__課題__:
「Find the white」を含む行から最後の行までを、「white card」を「gray card」に差し替えて書き直せ。それ以外は一切変えないこと。

------ 提供データ ------

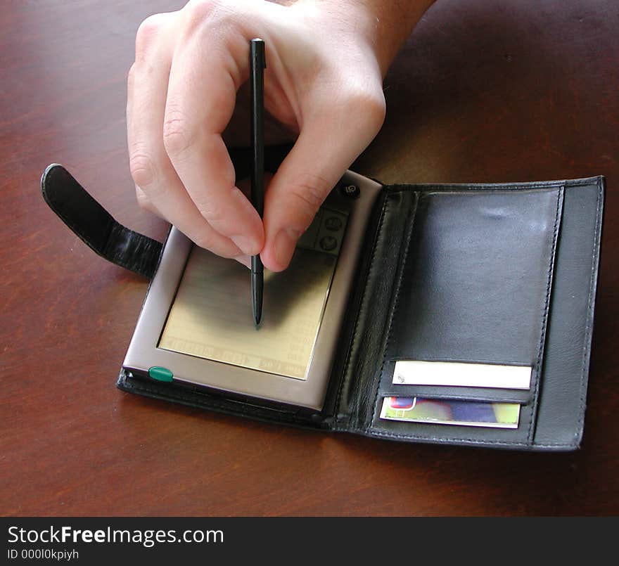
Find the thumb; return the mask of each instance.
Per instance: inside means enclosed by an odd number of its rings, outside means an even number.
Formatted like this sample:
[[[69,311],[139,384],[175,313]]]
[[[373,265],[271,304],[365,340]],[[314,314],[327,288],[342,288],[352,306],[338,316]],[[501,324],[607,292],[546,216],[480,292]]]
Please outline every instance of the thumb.
[[[288,267],[297,240],[327,195],[380,129],[384,110],[377,117],[351,120],[331,115],[311,120],[301,130],[265,195],[266,239],[260,255],[268,269]]]

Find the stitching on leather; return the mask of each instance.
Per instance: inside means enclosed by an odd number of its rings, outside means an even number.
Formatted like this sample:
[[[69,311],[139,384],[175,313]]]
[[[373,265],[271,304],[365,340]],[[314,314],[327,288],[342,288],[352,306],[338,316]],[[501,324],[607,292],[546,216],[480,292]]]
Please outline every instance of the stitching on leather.
[[[552,288],[552,274],[554,271],[554,259],[556,254],[556,243],[559,236],[559,220],[561,219],[561,205],[563,204],[563,188],[559,187],[556,194],[556,210],[554,216],[554,227],[553,228],[552,243],[550,248],[550,260],[548,266],[548,276],[546,281],[546,298],[544,304],[544,315],[542,317],[542,327],[540,329],[540,345],[537,347],[537,358],[535,361],[535,387],[533,398],[531,401],[531,418],[529,429],[527,431],[527,442],[531,443],[533,432],[533,424],[535,423],[535,412],[537,410],[537,401],[540,394],[540,381],[542,378],[542,355],[544,352],[544,345],[546,342],[546,328],[548,323],[548,312],[550,309],[550,292]]]
[[[597,202],[596,210],[597,214],[595,220],[595,230],[593,233],[593,257],[591,263],[591,277],[589,280],[589,298],[587,308],[587,326],[585,329],[585,340],[582,344],[582,364],[580,371],[580,405],[579,410],[578,420],[577,422],[577,436],[583,425],[585,421],[585,404],[587,398],[587,368],[588,366],[589,356],[587,354],[587,345],[590,343],[591,332],[593,328],[593,316],[592,311],[594,304],[594,289],[596,286],[596,274],[597,270],[595,269],[596,264],[598,261],[598,255],[599,253],[599,243],[598,235],[600,231],[600,222],[602,217],[602,183],[601,179],[597,179]],[[575,444],[577,444],[577,439],[575,440]]]
[[[387,438],[397,438],[397,439],[416,439],[416,440],[424,440],[424,441],[430,441],[437,442],[441,444],[476,444],[476,445],[492,445],[492,446],[503,446],[506,448],[509,448],[514,446],[526,446],[530,447],[532,446],[535,446],[537,448],[571,448],[575,446],[573,444],[566,444],[563,442],[547,442],[543,444],[530,444],[525,442],[508,442],[504,440],[478,440],[474,439],[460,439],[460,438],[447,438],[445,437],[437,437],[437,436],[419,436],[416,435],[397,435],[394,432],[386,432],[380,430],[368,430],[367,429],[362,429],[362,428],[356,428],[356,429],[350,429],[349,431],[350,432],[359,432],[361,434],[364,434],[366,436],[369,437],[385,437]]]
[[[389,350],[389,345],[391,342],[391,334],[392,334],[391,331],[393,328],[393,315],[395,314],[395,310],[397,308],[397,305],[400,303],[400,292],[402,290],[402,280],[404,278],[404,273],[406,269],[407,261],[408,260],[409,251],[410,250],[410,247],[411,247],[411,238],[412,238],[412,236],[413,236],[413,229],[414,228],[414,226],[415,226],[415,218],[417,215],[417,210],[419,207],[419,200],[421,200],[420,195],[419,195],[419,193],[416,193],[415,194],[415,205],[414,205],[415,207],[414,207],[414,210],[412,211],[412,217],[410,219],[411,225],[410,225],[410,227],[409,228],[408,234],[407,234],[406,243],[404,244],[405,251],[404,251],[404,257],[402,258],[402,267],[400,271],[400,277],[398,278],[398,280],[397,280],[397,288],[396,288],[396,291],[395,291],[395,299],[393,301],[393,304],[392,305],[392,307],[391,307],[391,312],[389,314],[389,331],[387,334],[387,342],[385,344],[385,351],[383,353],[383,363],[381,365],[381,371],[378,373],[378,382],[377,384],[376,384],[376,396],[374,397],[374,409],[372,412],[371,417],[370,418],[369,422],[368,423],[367,426],[366,427],[366,430],[369,430],[371,427],[372,422],[374,420],[374,415],[376,415],[376,410],[378,409],[378,392],[381,389],[381,387],[380,387],[381,379],[383,376],[383,372],[385,370],[385,363],[387,359],[387,352]]]
[[[372,271],[374,268],[374,259],[376,258],[376,255],[377,244],[378,244],[378,240],[380,240],[380,236],[381,236],[381,233],[382,233],[382,231],[383,231],[383,221],[385,219],[385,212],[387,210],[388,203],[389,203],[388,199],[385,197],[384,201],[383,202],[383,210],[381,211],[381,219],[378,221],[378,227],[376,229],[376,235],[374,237],[374,241],[372,243],[372,255],[371,255],[371,257],[370,257],[370,264],[369,264],[369,267],[368,268],[367,276],[366,277],[366,279],[365,279],[365,285],[364,286],[363,292],[362,293],[362,295],[361,295],[361,301],[359,302],[359,312],[357,314],[357,319],[355,321],[355,327],[353,328],[353,330],[352,330],[352,335],[350,337],[350,341],[348,345],[348,354],[346,356],[346,363],[344,365],[344,377],[342,379],[341,382],[340,383],[340,387],[338,390],[338,397],[336,400],[336,411],[337,412],[335,416],[336,418],[333,420],[333,430],[340,430],[340,426],[339,426],[339,423],[338,423],[337,417],[338,417],[338,413],[339,413],[339,412],[340,412],[340,399],[341,399],[341,396],[342,396],[342,392],[344,390],[344,384],[349,380],[348,369],[349,369],[350,364],[351,356],[352,354],[352,351],[355,347],[355,341],[357,340],[357,339],[358,337],[357,331],[357,328],[359,326],[359,321],[362,317],[362,313],[364,312],[365,307],[366,307],[366,293],[367,293],[368,282],[369,281],[369,280],[371,277]]]

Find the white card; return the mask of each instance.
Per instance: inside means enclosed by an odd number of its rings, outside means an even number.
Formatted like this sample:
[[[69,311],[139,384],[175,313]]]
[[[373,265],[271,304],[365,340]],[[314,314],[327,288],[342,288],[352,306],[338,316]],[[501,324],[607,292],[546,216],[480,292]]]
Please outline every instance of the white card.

------

__問題の解答__:
Find the gray card; return the mask of each instance.
Per instance: inside means enclosed by an odd number of its rings, outside means an even number.
Formatted like this sample:
[[[69,311],[139,384],[175,313]]]
[[[373,265],[271,304],[365,340]],[[314,314],[327,288],[342,288],[352,306],[338,316]],[[501,324],[607,292],[546,216],[480,292]]]
Please outline every instance of the gray card.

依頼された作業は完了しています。